• **TEXT SEGMENT**:

━━━━━━━━

The challenge in any holiday season is to find fresh entertainment that carries a theme without resorting to conventional tropes or clichés. Two local companies have offered their own version of a holiday program not set necessarily in the season but with a spirit that fits perfectly into the celebration: Sackerson’s ongoing production of The Little Prince and Repertory Dance Theatre’s recently completed run of Top Bill.
SACKERSON: THE LITTLE PRINCE
It is likely that all of us yearn to reconnect with the inner child of our being, especially during the holidays when the meaning of joy seems to be damn near difficult to discover. When Antoine de Saint-Exupéry wrote The Little Prince, he had fled to New York City after France had fallen into the hands of the Vichy Regime and the Occupation. In his 2014 book about the hidden wisdom behind one of the world’s most popular children’s book ever published (La sagesse du Petit Prince – A la recherche de l’enfant perdu avec Saint-Exupery, Albin Michel) Pierre Lassus, a child psychologist, notes, “Saint-Exupéry apparently took great pleasure in writing it, which seems to have been fairly unusual for him. It is all the more unusual given that at the time, during his American exile, he was in a bad state psychologically, socially, and domestically.”
After the book was published, Saint-Exupéry returned to Europe as a wartime pilot but his plane disappeared on July 31, 1944. Nearly 60 years later, wreckage recovered off the Mediterranean coast confirmed that, indeed, it was his plane.
In Sackerson’s newest production of The Little Prince, directed by Dave Mortensen and as a regional premiere of an adaptation written in 2000 by John Scoullar and Rick Cummins, the cast magnificently interprets the sense of being reunited with our inner child after a long, difficult and even frustrating pilgrimage.
Buoyed by the sensitive musicianship of Brooke Bolick on cello and Graham Brown’s on-point character choreography, the show awakens the charms, whimsies and pure pleasures of childhood. And, there are moments, especially late in the play, when The Little Prince (played with spot-on innocence by McKenzie Steele Foster) and The Aviator (in a most sincerely heartfelt rendering by Alex Ungerman) hit the right poignant tone.
On the page, the adapted script is tight, terse and almost too controlled for doing artistic justice to Saint-Exupéry’s famous fable. But, Mortensen’s creative choices as director loosen up the contours in many effective ways. The narrator (The Aviator) and The Little Prince engage in the primary counterpoint, each learning the gift of instructive observation from each other.
Ungerman intuitively shapes his role, as he evolves from being detached to being conflicted about empathy and detachment and, then, finally, realizing that even in the stars, the ties and connections we maintain still matter. As The Little Prince, Foster warms noticeably from seeing grownups as strange to the encounter with the Fox (played in outstanding fashion by Shawn Francis Saunders who also fills various cameo character roles).

━━━━━━━━

Point-based annotation records
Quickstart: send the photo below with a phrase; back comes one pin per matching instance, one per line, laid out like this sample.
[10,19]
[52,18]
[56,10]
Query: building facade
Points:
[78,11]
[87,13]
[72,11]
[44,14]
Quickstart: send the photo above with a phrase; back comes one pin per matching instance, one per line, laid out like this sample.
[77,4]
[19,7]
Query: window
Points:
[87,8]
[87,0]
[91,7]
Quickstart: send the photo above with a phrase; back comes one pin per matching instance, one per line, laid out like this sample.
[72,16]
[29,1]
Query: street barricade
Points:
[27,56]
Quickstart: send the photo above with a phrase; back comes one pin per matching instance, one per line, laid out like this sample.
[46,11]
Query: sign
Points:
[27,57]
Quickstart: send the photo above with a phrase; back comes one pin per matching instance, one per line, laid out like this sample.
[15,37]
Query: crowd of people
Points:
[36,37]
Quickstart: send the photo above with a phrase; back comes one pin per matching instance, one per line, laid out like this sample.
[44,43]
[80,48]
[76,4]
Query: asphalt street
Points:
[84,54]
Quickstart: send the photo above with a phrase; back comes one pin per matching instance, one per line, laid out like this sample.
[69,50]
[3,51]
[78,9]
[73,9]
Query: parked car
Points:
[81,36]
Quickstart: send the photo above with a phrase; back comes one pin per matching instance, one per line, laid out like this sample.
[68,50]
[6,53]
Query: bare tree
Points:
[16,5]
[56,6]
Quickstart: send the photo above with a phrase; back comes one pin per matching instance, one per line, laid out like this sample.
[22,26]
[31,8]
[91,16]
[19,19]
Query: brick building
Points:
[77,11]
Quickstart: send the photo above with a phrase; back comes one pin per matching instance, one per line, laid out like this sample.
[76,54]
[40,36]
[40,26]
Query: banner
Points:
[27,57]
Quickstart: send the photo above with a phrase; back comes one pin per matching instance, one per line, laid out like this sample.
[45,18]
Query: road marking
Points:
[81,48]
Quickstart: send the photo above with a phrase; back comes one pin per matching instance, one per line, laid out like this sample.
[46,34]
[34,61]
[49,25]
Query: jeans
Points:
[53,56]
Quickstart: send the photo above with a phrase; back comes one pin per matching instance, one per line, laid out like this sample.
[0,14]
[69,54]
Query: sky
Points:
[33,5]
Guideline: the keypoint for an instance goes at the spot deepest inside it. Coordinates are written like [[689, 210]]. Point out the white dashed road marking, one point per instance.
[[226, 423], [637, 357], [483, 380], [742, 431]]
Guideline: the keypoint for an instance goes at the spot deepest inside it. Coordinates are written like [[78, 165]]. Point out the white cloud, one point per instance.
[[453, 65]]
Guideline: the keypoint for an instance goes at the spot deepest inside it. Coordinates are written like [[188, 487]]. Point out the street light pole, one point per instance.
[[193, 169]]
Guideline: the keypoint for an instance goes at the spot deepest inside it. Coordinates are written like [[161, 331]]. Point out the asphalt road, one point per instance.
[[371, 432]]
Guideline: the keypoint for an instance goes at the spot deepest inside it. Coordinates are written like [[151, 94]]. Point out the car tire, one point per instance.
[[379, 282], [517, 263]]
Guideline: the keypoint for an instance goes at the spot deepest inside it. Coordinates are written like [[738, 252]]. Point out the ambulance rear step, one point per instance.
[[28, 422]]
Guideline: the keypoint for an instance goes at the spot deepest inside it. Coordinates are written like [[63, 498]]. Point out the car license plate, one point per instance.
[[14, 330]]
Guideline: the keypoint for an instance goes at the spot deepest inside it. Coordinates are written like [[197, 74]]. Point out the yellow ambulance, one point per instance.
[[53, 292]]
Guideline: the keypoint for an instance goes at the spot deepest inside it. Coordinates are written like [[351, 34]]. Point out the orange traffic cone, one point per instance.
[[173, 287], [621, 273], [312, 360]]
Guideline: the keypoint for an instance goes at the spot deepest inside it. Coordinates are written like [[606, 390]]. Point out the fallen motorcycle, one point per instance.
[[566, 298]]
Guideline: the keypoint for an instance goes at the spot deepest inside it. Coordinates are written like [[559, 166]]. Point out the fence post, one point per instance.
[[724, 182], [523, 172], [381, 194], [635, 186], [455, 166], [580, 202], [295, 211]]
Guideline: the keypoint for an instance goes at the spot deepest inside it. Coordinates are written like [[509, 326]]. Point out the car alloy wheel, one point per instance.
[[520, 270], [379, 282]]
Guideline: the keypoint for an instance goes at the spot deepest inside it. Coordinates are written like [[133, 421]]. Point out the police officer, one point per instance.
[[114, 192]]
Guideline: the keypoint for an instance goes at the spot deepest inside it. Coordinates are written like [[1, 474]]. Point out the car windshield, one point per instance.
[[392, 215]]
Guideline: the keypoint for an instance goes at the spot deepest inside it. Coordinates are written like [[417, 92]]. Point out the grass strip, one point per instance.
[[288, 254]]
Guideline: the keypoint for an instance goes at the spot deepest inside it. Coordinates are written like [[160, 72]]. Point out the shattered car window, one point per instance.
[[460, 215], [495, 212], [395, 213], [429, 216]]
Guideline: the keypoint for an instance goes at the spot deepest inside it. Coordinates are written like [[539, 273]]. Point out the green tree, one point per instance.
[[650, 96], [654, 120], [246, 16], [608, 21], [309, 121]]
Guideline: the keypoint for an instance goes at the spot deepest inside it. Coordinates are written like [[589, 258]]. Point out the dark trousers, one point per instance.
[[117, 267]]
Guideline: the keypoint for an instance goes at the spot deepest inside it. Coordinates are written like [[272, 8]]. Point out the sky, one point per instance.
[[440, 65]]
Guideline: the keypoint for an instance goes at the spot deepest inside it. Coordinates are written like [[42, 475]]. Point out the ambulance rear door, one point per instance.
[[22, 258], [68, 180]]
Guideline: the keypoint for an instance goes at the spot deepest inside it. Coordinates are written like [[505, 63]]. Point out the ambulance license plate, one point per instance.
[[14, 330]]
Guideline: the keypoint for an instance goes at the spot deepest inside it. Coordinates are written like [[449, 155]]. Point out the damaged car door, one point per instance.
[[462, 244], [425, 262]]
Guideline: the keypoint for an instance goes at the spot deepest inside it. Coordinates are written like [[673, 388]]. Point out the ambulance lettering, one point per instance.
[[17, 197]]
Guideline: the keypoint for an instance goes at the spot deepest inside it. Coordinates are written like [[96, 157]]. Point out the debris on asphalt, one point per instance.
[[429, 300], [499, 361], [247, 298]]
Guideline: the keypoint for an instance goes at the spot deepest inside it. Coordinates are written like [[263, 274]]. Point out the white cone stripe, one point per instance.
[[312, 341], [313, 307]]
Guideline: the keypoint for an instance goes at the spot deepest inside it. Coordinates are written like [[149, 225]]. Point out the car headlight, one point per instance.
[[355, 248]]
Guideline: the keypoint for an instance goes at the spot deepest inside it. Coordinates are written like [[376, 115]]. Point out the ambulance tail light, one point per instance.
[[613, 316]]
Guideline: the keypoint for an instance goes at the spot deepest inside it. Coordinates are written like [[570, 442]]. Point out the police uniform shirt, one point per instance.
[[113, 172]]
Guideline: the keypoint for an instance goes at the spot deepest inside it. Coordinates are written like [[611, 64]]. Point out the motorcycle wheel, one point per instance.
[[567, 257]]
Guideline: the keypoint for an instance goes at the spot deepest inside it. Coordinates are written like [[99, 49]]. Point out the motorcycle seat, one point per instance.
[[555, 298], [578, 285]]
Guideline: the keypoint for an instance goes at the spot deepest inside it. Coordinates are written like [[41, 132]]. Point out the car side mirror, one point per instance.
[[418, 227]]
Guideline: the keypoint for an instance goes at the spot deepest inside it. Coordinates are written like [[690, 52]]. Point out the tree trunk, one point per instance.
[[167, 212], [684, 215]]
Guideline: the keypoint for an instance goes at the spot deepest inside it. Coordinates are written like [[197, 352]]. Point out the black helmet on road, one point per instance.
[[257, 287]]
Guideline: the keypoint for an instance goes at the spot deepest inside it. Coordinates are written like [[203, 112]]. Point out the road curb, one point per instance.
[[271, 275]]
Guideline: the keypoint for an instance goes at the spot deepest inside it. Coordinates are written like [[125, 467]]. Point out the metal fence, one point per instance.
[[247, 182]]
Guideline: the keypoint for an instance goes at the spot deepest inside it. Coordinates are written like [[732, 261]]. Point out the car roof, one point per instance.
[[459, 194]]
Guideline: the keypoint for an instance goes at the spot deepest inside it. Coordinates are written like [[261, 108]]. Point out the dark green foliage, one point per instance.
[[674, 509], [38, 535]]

━━━━━━━━

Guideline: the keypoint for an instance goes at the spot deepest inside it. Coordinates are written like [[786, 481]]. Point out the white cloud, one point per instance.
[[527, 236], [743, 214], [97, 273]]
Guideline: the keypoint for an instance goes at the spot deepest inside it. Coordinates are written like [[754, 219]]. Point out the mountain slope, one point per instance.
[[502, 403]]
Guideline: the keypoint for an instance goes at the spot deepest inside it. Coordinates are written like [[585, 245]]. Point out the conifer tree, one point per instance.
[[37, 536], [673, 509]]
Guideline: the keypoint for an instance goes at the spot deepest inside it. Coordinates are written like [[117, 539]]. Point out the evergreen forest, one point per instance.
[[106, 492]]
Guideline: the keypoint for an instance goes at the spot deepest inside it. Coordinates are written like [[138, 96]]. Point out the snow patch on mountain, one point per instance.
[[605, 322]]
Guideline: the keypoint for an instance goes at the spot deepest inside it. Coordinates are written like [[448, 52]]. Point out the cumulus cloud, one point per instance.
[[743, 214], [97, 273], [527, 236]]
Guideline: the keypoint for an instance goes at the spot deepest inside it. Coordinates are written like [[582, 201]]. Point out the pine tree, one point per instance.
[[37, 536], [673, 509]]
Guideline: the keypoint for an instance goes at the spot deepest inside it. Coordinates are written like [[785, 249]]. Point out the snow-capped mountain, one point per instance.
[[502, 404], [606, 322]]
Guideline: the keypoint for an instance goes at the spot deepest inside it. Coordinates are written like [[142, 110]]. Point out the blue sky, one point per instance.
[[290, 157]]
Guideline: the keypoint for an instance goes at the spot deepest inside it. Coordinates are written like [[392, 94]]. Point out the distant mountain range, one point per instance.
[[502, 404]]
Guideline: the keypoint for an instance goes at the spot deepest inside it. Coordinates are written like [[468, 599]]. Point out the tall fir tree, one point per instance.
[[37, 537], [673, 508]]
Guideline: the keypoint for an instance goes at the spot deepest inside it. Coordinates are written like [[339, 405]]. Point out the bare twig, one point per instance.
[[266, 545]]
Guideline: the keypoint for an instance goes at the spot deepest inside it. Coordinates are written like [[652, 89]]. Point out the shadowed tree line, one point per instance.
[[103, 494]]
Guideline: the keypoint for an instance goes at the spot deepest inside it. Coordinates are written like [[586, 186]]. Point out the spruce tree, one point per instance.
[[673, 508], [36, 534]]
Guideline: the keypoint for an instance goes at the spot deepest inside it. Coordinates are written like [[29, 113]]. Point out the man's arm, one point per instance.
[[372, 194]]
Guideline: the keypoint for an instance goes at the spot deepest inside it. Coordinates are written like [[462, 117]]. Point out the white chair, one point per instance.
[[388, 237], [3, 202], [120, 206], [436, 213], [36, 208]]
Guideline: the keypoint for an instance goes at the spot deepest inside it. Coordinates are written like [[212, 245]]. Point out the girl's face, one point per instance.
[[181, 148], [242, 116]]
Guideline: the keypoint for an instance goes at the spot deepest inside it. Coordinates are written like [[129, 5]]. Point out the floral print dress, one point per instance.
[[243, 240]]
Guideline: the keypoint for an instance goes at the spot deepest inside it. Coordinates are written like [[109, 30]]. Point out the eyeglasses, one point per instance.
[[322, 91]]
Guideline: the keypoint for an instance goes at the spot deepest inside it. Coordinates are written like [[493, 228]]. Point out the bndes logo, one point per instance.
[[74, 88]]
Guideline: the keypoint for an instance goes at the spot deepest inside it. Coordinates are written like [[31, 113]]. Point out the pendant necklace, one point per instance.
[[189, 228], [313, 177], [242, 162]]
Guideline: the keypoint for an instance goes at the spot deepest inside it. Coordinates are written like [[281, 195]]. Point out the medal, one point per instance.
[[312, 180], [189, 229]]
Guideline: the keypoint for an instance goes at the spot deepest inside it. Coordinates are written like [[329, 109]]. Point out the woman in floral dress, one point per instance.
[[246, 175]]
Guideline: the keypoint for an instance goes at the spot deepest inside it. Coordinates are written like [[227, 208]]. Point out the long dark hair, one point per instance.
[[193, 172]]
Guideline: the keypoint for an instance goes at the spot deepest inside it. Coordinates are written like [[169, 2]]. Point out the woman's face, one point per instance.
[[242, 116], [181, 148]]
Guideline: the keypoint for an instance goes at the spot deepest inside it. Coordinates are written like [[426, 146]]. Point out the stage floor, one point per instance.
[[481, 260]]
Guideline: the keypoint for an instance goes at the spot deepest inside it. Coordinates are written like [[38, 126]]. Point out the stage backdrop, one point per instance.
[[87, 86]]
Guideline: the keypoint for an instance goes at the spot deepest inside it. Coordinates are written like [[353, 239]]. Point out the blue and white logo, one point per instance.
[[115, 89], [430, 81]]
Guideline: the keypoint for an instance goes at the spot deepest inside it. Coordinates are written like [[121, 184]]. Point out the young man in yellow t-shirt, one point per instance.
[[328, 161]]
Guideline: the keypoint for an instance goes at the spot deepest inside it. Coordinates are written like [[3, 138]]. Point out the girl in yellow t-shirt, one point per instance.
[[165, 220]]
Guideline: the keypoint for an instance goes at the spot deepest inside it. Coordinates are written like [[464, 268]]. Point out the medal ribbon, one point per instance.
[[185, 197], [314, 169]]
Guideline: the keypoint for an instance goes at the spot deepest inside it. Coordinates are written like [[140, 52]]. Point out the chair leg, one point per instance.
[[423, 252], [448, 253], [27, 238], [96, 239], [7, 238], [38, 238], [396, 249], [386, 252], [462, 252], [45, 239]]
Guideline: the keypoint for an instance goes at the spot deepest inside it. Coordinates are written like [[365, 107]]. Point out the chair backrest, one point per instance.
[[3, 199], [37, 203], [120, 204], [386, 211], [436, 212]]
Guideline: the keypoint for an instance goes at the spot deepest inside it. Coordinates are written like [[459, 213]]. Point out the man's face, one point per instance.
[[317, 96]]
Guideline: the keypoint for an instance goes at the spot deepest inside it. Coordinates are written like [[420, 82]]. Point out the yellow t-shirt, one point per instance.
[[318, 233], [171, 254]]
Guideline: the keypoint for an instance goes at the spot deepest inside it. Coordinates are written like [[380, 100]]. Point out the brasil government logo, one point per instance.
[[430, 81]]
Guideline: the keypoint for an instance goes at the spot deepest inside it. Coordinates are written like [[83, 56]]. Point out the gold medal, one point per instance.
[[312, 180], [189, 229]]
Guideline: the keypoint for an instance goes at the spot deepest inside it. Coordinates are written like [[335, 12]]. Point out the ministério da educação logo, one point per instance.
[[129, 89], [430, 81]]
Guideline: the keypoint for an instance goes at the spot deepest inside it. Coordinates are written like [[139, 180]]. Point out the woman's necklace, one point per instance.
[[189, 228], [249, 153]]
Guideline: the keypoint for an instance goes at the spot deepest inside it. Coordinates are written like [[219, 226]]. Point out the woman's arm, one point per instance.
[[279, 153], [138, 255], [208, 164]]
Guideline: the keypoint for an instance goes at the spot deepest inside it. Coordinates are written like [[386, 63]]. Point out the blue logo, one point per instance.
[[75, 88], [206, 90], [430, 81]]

━━━━━━━━

• **YOUR INSTRUCTIONS**: Pick up the review of the two holiday productions after its last sentence and keep writing it.

• **RIGHT ANSWER**:
Brown’s choreography of character is particularly good in the encounter between The Little Prince and The Fox and Saunders drives home the core message about human connection and caring about others in a solid interpretation. Amy Ware is equally excellent in her two roles as the Rose and the Snake. She portrays both characters with graceful ease, and renders Brown’s choreography for both roles in a convincing performance.
Bolick’s music strikes the right subdued incidental tone, and makes good use of the cello’s diverse effects including pizzicato, sul ponticello, natural and artificial harmonics and other textures. The choreography and music add significant depth, although at one point the choreography may have been too densely packed for the small stage when all four actors were present in a transitional scene moment.
There are many charming points in a production perfect for families and audience members of all ages. At an early point in the play when the two central characters meet for the first time, The Little Prince asks The Aviator to draw a sheep, and The Aviator turns to the audience, saying, “When a mystery is too overpowering, one dares not disobey.” The Little Prince is disappointed at the initial result: “I don’t want an elephant inside a boa constrictor. A boa constrictor is very dangerous and an elephant is very large. I need a sheep. Draw me a sheep.”
The Aviator draws a ram but The Little Prince grumbles that the drawn animal appears too old, and that he wants “a sheep that will live a long time.” The Aviator responds by drawing a box, adding “the sheep you want is inside.” And, The Little Prince says, “That is exactly the way I wanted it!” Foster and Ungerman establish the desired stage chemistry from this point which coalesces the ensemble’s performance throughout the well-paced show, running approximately 70 minutes.
In the many articles, books and scholarly journal submissions written about Saint-Exupéry and the circumstances about his life and the writing of The Little Prince, we learn not only how art imitated life but how, in the author’s experiences surrounding his love of aviation and his contentious marriage, life imitated art. The strange sense of foreshadowing and the inspired integrity of Saint-Exupéry’s lived experiences are carried through in the performances of Sackerson’s production.
This is cemented in the lines spoken by The Little Prince and The Aviator near the end, as the remorseful Little Prince struggles to console himself over the sorrowful love of a rose and the metaphorical rebirth of spirit ultimately is set in motion with the snakebite. One is moved certainly by that wonderful line by The Aviator at the end, “If then a child comes to you, if he laughs, if he has golden hair, if he does not answer when he is questioned, you will guess who he is. So, write to me quickly that he is back.”
The production caps a distinguished year for Sackerson, one of Salt Lake City’s newest theatrical companies. The company consistently delivers some of the most captivating performances on any stage in the metropolitan area.
Performances will continue on Fridays and Saturdays at 7:30 p.m. every weekend up until Christmas at the Art Factory, the multidisciplinary art space managed by the Utah Arts Alliance. There are three matinee performances: Saturday, Dec. 9, at 2 p.m.; Sunday, Dec. 10, at 3 p.m., and Saturday, Dec. 23, at 3 p.m.
Ticket information is accessible at the Sackerson website.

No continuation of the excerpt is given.